__WRITTEN TASK__
Omit the pictures, please, and give each record below again exactly.

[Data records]
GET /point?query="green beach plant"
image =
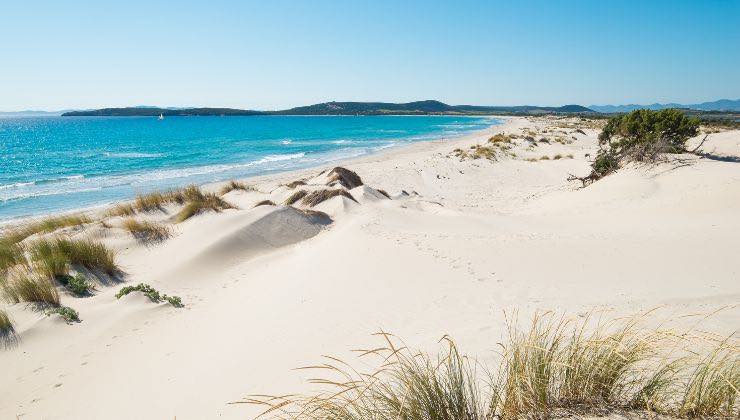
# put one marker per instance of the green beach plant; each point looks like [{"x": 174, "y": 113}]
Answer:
[
  {"x": 642, "y": 135},
  {"x": 151, "y": 293},
  {"x": 68, "y": 314}
]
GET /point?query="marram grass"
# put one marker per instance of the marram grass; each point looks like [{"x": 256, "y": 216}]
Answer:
[
  {"x": 8, "y": 336},
  {"x": 556, "y": 367},
  {"x": 25, "y": 286}
]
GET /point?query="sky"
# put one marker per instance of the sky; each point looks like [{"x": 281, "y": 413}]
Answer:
[{"x": 277, "y": 54}]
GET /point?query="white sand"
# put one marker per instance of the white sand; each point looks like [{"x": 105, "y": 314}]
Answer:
[{"x": 270, "y": 289}]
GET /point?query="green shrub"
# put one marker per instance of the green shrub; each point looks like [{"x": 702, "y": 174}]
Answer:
[
  {"x": 68, "y": 314},
  {"x": 151, "y": 293},
  {"x": 235, "y": 185},
  {"x": 642, "y": 135}
]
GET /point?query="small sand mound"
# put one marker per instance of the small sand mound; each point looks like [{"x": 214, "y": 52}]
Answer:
[
  {"x": 294, "y": 184},
  {"x": 319, "y": 196},
  {"x": 365, "y": 194},
  {"x": 274, "y": 228},
  {"x": 295, "y": 197},
  {"x": 265, "y": 203},
  {"x": 344, "y": 177}
]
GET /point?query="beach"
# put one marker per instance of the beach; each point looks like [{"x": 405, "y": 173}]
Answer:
[{"x": 434, "y": 242}]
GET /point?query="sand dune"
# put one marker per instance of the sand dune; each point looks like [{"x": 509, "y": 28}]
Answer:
[{"x": 271, "y": 288}]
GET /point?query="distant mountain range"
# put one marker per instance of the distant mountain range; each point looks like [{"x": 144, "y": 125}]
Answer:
[
  {"x": 429, "y": 107},
  {"x": 720, "y": 105},
  {"x": 31, "y": 113}
]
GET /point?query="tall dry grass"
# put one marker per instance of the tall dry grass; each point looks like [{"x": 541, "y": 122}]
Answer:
[
  {"x": 235, "y": 185},
  {"x": 52, "y": 256},
  {"x": 197, "y": 204},
  {"x": 554, "y": 368},
  {"x": 26, "y": 286},
  {"x": 17, "y": 234},
  {"x": 8, "y": 336}
]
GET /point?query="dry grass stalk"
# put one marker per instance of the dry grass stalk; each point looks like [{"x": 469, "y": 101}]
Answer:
[
  {"x": 25, "y": 286},
  {"x": 556, "y": 367},
  {"x": 51, "y": 257},
  {"x": 235, "y": 185},
  {"x": 8, "y": 336},
  {"x": 344, "y": 177},
  {"x": 146, "y": 231},
  {"x": 200, "y": 202}
]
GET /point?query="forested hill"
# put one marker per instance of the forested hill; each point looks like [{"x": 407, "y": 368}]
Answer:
[{"x": 340, "y": 108}]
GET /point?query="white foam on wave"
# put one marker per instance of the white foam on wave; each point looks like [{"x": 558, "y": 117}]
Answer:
[{"x": 79, "y": 184}]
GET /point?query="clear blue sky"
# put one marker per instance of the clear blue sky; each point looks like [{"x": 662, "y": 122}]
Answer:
[{"x": 273, "y": 54}]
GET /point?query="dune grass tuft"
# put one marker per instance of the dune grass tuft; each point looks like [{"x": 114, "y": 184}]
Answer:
[
  {"x": 712, "y": 388},
  {"x": 78, "y": 285},
  {"x": 29, "y": 287},
  {"x": 52, "y": 256},
  {"x": 295, "y": 197},
  {"x": 557, "y": 367},
  {"x": 122, "y": 209},
  {"x": 344, "y": 177},
  {"x": 235, "y": 185},
  {"x": 316, "y": 197},
  {"x": 11, "y": 254},
  {"x": 17, "y": 234},
  {"x": 408, "y": 385},
  {"x": 146, "y": 231},
  {"x": 198, "y": 202},
  {"x": 8, "y": 336}
]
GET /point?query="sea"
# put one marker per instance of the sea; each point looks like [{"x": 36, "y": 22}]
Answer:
[{"x": 50, "y": 165}]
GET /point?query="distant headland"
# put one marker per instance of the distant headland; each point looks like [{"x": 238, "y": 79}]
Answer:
[{"x": 429, "y": 107}]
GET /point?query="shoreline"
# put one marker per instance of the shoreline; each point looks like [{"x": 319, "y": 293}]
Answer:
[
  {"x": 268, "y": 288},
  {"x": 98, "y": 210}
]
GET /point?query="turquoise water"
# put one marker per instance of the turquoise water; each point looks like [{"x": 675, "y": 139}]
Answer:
[{"x": 62, "y": 163}]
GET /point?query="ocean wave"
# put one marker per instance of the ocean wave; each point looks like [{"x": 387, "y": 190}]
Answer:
[
  {"x": 132, "y": 155},
  {"x": 278, "y": 158},
  {"x": 79, "y": 184},
  {"x": 15, "y": 185}
]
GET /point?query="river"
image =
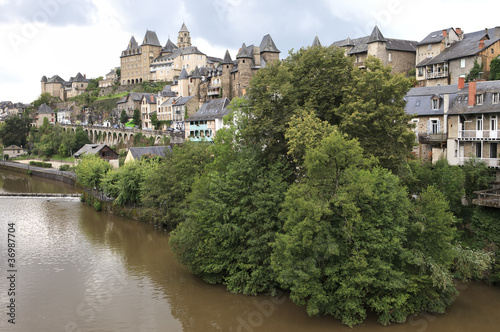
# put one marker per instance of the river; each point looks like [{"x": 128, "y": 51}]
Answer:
[{"x": 81, "y": 270}]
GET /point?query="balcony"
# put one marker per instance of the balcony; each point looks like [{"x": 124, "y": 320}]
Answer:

__SOLUTION FOR THIS TASK__
GET /point?query="green beach plant"
image =
# put one marker per instance of the green beach plant; each point looks like [{"x": 174, "y": 113}]
Answer:
[
  {"x": 642, "y": 135},
  {"x": 151, "y": 293},
  {"x": 68, "y": 314}
]
GET /point?query="marram grass"
# put one marker per instance of the marram grass; each point looks like [{"x": 256, "y": 216}]
Answer:
[
  {"x": 8, "y": 336},
  {"x": 556, "y": 367},
  {"x": 25, "y": 286}
]
GET /point?query="sky"
# put one marker per instance of the sky; each point looks like [{"x": 281, "y": 413}]
Answer:
[{"x": 277, "y": 54}]
GET /point?query="white sand"
# put one marker per instance of the white sand; each point looks like [{"x": 105, "y": 314}]
Answer:
[{"x": 270, "y": 289}]
GET /point?query="green shrub"
# put one marker per instance of the green shrub; each point looks like [{"x": 702, "y": 174}]
Answer:
[
  {"x": 68, "y": 314},
  {"x": 151, "y": 293},
  {"x": 235, "y": 185},
  {"x": 642, "y": 135}
]
GET /point?query="small sand mound"
# put one marker per instance of the small sand mound; each point looks like [{"x": 214, "y": 52}]
Answer:
[
  {"x": 294, "y": 184},
  {"x": 319, "y": 196},
  {"x": 365, "y": 194},
  {"x": 274, "y": 228},
  {"x": 295, "y": 197},
  {"x": 265, "y": 203},
  {"x": 344, "y": 177}
]
GET /point?query="beach"
# put one marker per instance of the beach; each point looks like [{"x": 405, "y": 173}]
Answer:
[{"x": 434, "y": 242}]
GET /point?query="sand dune"
# put one marker per instance of the sand dune; each point looks like [{"x": 509, "y": 28}]
Answer:
[{"x": 271, "y": 288}]
GET /point?query="distant mountain range"
# put one marker per instance of the distant mountain range; each point looks like [{"x": 144, "y": 125}]
Answer:
[
  {"x": 429, "y": 107},
  {"x": 720, "y": 105},
  {"x": 31, "y": 113}
]
GET /point?query="tall dry grass"
# put one marker per instance of the tall dry grass; each point looks like [{"x": 541, "y": 122}]
Answer:
[
  {"x": 235, "y": 185},
  {"x": 52, "y": 256},
  {"x": 197, "y": 204},
  {"x": 554, "y": 368},
  {"x": 26, "y": 286},
  {"x": 17, "y": 234},
  {"x": 8, "y": 336}
]
GET /point?query="dry grass stalk"
# put one marker per instance of the dry grass stalk; each point looks like [{"x": 469, "y": 101}]
Answer:
[
  {"x": 25, "y": 286},
  {"x": 556, "y": 367},
  {"x": 51, "y": 257},
  {"x": 235, "y": 185},
  {"x": 8, "y": 336},
  {"x": 344, "y": 177},
  {"x": 146, "y": 231},
  {"x": 200, "y": 202}
]
GET /point?query="forested hill"
# put one marker per instance of the forested hill; each point looks like [{"x": 407, "y": 368}]
Answer:
[{"x": 340, "y": 108}]
GET /point?query="white foam on wave"
# put one marker per instance of the white foam on wave; each point looks like [{"x": 558, "y": 117}]
Answer:
[{"x": 79, "y": 184}]
GET /point?query="clear blue sky"
# put one marker per instance of the clear blue sky; each point looks like [{"x": 662, "y": 122}]
Answer:
[{"x": 273, "y": 54}]
GET /point?query="dune grass tuft"
# put one marker per instance of the dune grass tuft; each point looks like [{"x": 114, "y": 184}]
Answer:
[
  {"x": 712, "y": 388},
  {"x": 78, "y": 285},
  {"x": 29, "y": 287},
  {"x": 52, "y": 256},
  {"x": 295, "y": 197},
  {"x": 557, "y": 367},
  {"x": 122, "y": 209},
  {"x": 344, "y": 177},
  {"x": 235, "y": 185},
  {"x": 316, "y": 197},
  {"x": 11, "y": 254},
  {"x": 17, "y": 234},
  {"x": 408, "y": 385},
  {"x": 146, "y": 231},
  {"x": 198, "y": 202},
  {"x": 8, "y": 336}
]
GET /point?query="sea"
# put one marker per instance of the sea; each point looks like [{"x": 36, "y": 22}]
Answer:
[{"x": 50, "y": 165}]
GET /point?query="distant headland"
# put one marker per instance of the distant headland; each point looks like [{"x": 238, "y": 79}]
Answer:
[{"x": 429, "y": 107}]
GET /point?query="shoreline"
# put one marker per instance of the shoreline; each point looks like [{"x": 319, "y": 293}]
Answer:
[
  {"x": 268, "y": 288},
  {"x": 98, "y": 210}
]
GET /point?query="turquoise water"
# put one marker per instance of the turquoise water; each point looks like [{"x": 675, "y": 139}]
Answer:
[{"x": 62, "y": 163}]
GET /point?query="ocean wave"
# put one marker per instance of the ocean wave; each point looks like [{"x": 387, "y": 190}]
Answer:
[
  {"x": 132, "y": 155},
  {"x": 278, "y": 158},
  {"x": 79, "y": 184},
  {"x": 15, "y": 185}
]
GET /point?query="river"
image =
# put one marker per instance of the river; each point looks like [{"x": 128, "y": 51}]
Answer:
[{"x": 81, "y": 270}]
GET /point?query="balcony"
# put one marker per instance of the balcony; each point looks like [{"x": 124, "y": 320}]
Answer:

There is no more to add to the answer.